- **GIVEN EXERCISE**:
Turn the lines of the material below into a numbered list, skipping any blank lines. Leave the pictures out.

- **INFORMATION GIVEN**:
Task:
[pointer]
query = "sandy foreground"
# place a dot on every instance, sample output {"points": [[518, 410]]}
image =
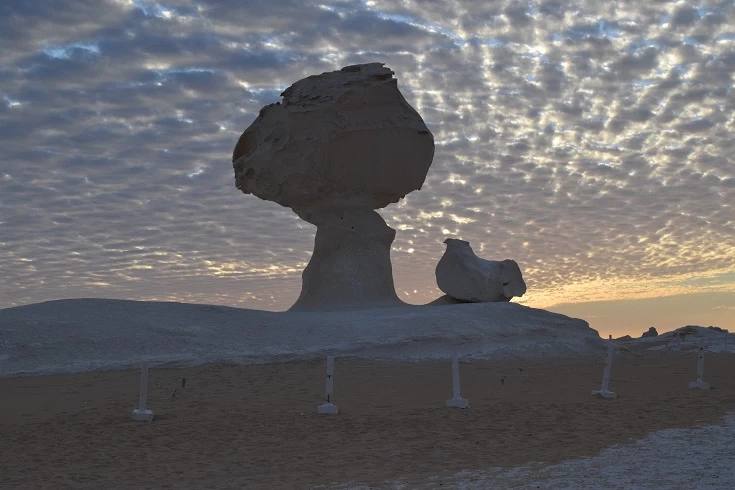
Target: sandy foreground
{"points": [[256, 427]]}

- **SOLUTION TO THIS TASK**:
1. Task:
2. [pointer]
3. query = "sandy foreground"
4. # place a dot on every instance, sample output {"points": [[518, 410]]}
5. image =
6. Target: sandy foreground
7. {"points": [[256, 427]]}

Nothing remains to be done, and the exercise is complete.